Report, in full, each line of the material below in which the string "pickup" occurs.

(Entries provided):
■ ■ ■ ■
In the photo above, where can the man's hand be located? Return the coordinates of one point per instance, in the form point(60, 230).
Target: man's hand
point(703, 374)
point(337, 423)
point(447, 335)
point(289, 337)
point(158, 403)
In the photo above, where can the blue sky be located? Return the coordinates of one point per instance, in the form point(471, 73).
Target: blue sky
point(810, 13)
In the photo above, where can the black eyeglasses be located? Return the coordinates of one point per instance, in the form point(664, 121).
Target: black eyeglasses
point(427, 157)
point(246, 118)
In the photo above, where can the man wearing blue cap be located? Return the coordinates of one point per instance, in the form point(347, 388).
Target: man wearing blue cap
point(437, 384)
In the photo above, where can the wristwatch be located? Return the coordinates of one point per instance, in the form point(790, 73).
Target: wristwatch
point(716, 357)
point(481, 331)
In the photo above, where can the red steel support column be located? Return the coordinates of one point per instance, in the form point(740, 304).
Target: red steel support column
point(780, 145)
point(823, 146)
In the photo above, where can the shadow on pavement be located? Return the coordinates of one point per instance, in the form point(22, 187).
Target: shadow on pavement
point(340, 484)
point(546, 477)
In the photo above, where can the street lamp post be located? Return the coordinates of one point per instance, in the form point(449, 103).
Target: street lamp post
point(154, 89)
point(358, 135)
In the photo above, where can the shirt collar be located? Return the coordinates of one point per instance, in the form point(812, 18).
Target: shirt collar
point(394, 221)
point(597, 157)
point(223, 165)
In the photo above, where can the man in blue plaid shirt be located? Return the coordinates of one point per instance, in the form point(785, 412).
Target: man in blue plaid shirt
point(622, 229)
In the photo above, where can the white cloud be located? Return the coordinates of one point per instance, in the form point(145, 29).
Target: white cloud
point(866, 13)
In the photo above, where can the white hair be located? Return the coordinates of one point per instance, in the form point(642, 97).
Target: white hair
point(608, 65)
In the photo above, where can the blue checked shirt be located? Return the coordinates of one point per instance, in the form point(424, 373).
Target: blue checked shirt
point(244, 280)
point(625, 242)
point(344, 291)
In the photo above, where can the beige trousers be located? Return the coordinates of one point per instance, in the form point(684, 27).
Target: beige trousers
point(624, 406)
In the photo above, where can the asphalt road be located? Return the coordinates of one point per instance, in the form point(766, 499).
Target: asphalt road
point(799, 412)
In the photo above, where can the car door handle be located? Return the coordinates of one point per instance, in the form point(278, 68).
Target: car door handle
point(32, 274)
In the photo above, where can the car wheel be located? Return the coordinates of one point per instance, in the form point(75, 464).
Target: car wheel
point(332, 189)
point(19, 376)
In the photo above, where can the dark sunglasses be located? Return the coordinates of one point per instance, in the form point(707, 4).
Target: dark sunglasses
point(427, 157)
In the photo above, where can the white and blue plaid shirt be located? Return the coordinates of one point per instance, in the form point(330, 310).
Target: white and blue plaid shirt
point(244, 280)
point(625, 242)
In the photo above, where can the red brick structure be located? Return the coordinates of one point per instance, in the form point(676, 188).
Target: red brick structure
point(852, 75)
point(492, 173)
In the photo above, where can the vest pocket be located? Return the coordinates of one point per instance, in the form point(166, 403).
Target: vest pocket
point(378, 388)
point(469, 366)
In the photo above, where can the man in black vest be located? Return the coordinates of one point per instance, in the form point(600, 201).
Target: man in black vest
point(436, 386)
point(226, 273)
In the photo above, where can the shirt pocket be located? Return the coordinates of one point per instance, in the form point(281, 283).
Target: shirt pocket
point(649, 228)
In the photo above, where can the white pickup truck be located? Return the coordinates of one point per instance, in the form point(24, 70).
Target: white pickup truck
■ ■ ■ ■
(Exercise output):
In the photo above, where can the white pickup truck be located? Return the coordinates of one point per instance, in the form point(24, 70).
Target: white pickup truck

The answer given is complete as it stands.